◆ Records for this exercise ◆
— Start —

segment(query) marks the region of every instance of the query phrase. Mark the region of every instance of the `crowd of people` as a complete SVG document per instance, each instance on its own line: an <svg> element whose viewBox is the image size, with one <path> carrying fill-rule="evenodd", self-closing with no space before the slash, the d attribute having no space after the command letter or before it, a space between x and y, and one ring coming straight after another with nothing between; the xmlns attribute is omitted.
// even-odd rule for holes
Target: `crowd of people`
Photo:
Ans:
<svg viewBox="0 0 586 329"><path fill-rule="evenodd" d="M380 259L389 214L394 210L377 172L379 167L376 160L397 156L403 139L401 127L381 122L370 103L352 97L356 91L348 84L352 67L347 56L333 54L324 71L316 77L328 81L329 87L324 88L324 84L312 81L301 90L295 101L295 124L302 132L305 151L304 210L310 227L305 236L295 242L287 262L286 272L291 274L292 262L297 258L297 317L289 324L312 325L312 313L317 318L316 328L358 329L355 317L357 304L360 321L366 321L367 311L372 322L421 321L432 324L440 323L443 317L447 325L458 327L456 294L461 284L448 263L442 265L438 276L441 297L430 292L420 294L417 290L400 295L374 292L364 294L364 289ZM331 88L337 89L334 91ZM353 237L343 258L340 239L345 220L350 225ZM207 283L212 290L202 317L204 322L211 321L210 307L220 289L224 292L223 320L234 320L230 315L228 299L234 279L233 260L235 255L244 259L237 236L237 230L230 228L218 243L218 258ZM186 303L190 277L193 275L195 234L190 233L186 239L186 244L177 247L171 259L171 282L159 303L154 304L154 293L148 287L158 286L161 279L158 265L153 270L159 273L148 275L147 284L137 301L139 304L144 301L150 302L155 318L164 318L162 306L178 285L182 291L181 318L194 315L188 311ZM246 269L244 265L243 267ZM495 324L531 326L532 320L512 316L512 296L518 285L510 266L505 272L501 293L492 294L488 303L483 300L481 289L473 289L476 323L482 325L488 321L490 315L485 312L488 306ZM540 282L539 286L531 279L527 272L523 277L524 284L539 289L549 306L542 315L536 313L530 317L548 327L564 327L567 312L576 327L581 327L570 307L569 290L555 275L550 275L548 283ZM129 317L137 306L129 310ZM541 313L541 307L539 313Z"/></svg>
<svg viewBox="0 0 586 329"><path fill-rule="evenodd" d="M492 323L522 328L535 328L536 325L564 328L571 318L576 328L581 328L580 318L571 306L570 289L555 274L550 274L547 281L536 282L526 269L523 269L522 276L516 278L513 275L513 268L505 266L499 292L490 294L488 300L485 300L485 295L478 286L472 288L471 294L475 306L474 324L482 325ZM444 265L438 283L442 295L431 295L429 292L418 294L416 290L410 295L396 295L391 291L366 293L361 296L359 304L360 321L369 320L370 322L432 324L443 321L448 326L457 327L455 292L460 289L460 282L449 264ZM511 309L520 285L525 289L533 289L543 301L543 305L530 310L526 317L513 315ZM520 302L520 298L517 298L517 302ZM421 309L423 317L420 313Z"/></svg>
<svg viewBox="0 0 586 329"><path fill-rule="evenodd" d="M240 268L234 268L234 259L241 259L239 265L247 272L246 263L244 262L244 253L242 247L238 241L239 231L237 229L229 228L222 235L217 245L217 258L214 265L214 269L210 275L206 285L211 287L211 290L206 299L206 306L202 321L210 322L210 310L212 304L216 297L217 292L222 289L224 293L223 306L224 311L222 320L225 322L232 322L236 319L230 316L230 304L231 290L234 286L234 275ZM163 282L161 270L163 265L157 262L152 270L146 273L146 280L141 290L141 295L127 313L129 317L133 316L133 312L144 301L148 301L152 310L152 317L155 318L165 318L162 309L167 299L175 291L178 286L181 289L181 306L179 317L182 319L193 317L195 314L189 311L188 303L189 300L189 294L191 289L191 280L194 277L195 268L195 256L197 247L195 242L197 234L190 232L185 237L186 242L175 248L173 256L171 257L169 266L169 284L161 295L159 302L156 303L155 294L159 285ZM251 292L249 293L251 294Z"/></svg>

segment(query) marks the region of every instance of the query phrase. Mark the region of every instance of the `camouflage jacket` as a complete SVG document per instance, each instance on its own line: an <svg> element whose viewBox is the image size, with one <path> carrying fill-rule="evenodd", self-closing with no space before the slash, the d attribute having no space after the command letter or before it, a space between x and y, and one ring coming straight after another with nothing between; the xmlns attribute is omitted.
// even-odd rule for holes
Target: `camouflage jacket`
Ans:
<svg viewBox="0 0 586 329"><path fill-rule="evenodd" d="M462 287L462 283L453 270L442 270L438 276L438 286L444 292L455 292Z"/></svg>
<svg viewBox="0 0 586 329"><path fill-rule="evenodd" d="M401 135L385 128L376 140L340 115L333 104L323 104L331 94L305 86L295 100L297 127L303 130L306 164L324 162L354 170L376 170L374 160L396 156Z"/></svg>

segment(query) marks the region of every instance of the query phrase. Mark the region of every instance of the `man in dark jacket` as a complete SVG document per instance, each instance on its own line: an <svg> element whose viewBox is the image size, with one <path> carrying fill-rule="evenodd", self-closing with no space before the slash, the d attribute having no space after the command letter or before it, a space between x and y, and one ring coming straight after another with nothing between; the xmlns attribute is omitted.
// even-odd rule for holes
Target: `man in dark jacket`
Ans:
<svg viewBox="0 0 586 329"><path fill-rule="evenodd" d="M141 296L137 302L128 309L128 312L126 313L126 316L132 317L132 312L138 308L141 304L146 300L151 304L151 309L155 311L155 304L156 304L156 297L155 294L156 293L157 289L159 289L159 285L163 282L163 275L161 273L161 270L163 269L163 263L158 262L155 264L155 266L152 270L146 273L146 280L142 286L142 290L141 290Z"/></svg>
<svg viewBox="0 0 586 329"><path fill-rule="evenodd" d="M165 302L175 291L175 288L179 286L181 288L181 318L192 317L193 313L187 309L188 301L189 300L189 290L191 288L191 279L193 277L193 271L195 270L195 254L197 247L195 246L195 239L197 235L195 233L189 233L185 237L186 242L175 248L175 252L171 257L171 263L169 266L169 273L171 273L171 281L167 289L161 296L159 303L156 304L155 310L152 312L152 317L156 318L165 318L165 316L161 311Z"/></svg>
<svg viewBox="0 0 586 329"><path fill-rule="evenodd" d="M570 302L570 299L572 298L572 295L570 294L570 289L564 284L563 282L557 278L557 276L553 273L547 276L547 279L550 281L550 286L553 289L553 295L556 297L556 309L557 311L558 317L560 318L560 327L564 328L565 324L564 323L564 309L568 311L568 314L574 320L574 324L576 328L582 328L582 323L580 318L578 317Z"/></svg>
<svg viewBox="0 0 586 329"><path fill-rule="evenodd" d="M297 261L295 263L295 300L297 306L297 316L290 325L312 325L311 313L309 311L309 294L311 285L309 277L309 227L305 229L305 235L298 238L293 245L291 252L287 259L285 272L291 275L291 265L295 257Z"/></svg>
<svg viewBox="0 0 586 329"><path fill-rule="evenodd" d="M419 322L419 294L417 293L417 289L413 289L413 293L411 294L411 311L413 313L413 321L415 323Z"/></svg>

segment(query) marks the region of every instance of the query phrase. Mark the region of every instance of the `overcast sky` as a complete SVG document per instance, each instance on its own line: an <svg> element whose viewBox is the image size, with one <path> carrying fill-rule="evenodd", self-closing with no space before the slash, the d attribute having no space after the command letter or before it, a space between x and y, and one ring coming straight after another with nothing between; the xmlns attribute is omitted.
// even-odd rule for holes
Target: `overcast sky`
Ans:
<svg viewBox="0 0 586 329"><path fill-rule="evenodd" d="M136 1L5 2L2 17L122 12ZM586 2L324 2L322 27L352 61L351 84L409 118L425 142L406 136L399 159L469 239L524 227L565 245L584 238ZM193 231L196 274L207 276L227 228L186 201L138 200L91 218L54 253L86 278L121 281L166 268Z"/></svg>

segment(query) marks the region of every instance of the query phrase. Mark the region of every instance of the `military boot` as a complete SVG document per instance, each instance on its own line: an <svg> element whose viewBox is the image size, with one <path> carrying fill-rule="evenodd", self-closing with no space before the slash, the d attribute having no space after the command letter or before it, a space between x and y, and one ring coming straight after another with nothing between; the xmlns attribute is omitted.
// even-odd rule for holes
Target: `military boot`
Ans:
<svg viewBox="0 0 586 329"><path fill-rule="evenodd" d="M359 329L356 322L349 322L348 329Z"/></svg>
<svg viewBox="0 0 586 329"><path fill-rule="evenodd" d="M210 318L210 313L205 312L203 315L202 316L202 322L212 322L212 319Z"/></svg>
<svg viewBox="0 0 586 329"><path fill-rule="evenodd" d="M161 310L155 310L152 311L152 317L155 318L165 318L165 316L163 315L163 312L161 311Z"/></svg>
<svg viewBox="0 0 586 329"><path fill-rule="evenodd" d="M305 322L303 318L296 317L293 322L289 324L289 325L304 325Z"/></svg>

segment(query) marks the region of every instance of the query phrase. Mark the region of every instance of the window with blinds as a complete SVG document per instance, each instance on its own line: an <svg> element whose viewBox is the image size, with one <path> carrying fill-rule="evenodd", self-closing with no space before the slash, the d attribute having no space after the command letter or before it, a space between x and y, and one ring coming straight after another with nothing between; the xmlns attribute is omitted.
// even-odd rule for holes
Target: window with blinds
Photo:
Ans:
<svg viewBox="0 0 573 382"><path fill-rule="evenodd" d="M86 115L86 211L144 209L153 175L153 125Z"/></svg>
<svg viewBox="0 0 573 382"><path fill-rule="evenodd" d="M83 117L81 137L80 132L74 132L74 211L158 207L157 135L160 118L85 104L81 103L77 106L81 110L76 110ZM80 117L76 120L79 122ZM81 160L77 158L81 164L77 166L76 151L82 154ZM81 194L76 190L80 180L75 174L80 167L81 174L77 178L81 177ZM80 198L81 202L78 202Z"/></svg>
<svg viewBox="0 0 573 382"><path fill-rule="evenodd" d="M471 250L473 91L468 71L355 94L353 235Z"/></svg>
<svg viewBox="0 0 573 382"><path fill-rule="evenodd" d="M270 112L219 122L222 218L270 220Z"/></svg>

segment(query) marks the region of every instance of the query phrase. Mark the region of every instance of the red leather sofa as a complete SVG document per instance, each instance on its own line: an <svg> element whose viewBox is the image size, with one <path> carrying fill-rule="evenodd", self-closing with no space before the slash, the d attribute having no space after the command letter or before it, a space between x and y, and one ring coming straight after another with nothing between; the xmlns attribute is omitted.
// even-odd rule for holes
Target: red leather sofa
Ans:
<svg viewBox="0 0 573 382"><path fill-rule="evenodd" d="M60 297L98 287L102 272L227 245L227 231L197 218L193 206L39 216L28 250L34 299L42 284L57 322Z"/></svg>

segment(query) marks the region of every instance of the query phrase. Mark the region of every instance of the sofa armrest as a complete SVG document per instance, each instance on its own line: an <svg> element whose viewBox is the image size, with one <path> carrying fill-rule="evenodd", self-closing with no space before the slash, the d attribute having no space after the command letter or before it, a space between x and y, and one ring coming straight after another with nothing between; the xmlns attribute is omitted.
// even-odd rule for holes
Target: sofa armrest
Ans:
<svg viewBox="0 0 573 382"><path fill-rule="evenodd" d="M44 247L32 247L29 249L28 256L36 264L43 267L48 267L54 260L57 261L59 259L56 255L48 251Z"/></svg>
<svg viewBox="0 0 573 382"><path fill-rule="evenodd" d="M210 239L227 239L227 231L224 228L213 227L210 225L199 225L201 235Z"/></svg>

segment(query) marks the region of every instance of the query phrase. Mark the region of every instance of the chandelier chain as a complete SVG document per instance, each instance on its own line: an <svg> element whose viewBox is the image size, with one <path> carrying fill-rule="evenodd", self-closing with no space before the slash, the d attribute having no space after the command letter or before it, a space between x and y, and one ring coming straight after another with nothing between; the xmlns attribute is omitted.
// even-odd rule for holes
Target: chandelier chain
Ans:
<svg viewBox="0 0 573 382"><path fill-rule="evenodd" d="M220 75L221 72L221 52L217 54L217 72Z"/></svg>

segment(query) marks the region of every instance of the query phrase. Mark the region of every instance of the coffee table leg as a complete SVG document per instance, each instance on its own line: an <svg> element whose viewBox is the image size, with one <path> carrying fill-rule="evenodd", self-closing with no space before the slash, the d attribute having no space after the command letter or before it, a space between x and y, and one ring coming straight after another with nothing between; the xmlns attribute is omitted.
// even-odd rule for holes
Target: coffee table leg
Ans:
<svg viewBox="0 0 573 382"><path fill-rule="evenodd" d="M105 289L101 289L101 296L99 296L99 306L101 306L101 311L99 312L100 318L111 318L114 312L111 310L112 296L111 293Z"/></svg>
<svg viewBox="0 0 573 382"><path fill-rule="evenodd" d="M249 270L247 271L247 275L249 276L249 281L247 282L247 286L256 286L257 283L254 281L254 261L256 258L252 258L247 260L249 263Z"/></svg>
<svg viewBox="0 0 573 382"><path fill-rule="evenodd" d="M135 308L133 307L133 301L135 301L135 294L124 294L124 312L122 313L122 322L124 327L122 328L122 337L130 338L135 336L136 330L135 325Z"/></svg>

— End —

◆ Task details ◆
Determine how many lines of the listing above contain the string "crowd", where uppercase and lowercase letters count as different. Reply with the number alone.

◆ Output for this task ◆
2